Image location labeling entries:
-- Start --
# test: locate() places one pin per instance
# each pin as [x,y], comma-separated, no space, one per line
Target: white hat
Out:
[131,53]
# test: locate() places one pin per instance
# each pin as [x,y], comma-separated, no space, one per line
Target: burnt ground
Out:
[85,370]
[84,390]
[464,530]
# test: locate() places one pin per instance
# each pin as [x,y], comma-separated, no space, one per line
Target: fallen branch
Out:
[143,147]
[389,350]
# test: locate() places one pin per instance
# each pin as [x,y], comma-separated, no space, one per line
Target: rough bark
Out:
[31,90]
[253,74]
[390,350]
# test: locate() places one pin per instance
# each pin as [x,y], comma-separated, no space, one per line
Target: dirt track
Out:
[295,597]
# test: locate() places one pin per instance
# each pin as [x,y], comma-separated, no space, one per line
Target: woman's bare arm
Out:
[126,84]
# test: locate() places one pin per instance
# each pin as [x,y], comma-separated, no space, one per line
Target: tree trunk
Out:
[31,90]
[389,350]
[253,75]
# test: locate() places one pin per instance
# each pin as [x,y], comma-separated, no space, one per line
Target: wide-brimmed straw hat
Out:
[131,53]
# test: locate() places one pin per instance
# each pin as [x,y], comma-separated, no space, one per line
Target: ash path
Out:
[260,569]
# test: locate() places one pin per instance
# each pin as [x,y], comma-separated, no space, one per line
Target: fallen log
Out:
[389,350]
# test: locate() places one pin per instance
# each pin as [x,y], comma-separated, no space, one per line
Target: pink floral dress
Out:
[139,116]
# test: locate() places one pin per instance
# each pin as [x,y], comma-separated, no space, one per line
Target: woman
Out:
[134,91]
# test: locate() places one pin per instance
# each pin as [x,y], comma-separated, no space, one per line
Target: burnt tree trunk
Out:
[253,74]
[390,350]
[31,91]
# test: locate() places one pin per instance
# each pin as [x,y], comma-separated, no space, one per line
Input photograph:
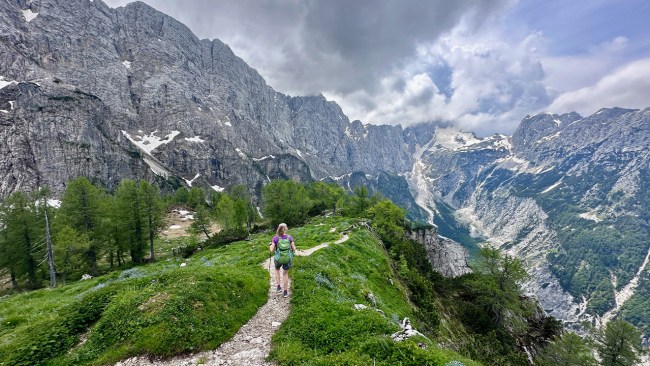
-- End --
Pull out every line of the listing above that contains the word "trunk". Matching is case-sensitive.

Target: tree trunk
Target: burnt tree trunk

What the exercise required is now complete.